- _What this task involves_: Render the records as a Markdown table with two columns, Row and Line. Give each non-blank line its own numbered row, and leave out the pictures.

----------

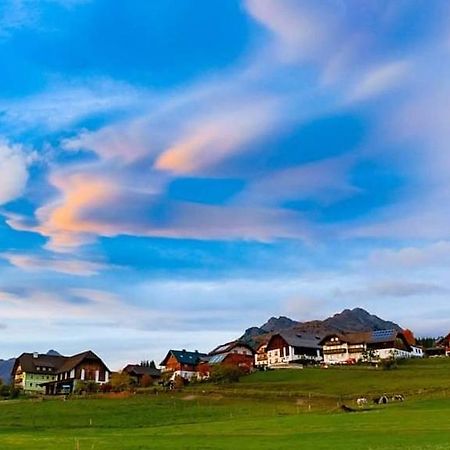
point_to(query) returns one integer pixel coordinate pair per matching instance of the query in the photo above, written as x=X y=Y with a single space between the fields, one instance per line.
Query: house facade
x=444 y=344
x=237 y=354
x=83 y=367
x=30 y=370
x=342 y=348
x=293 y=348
x=57 y=374
x=182 y=363
x=261 y=358
x=138 y=371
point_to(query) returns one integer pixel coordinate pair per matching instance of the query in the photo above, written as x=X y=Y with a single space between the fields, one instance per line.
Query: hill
x=356 y=319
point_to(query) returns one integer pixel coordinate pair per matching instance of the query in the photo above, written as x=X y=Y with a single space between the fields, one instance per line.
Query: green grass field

----------

- _Solution for this problem_:
| Row | Line |
|---|---|
| 1 | point_to(query) returns one integer pixel coordinate pair per matching instance of the query in the photo above, written as x=X y=Y with a single space between the fields, one instance per line. |
| 2 | Query: house facade |
| 3 | x=444 y=344 |
| 4 | x=237 y=354 |
| 5 | x=83 y=367 |
| 6 | x=30 y=370 |
| 7 | x=342 y=348 |
| 8 | x=293 y=348 |
| 9 | x=57 y=374 |
| 10 | x=182 y=363 |
| 11 | x=261 y=358 |
| 12 | x=138 y=371 |
| 13 | point_to(query) returns one integer pixel coordinate pair per matching instance of the query in the photo above, written as x=X y=Y with a single space between the fields, one instance per line. |
| 14 | Query: hill |
| 15 | x=356 y=319 |
| 16 | point_to(query) returns one integer pixel coordinate pair per matching instance of the query in the photo above, written as x=X y=Y with a single space between the fields, one instance per line. |
| 17 | Query: green grass field |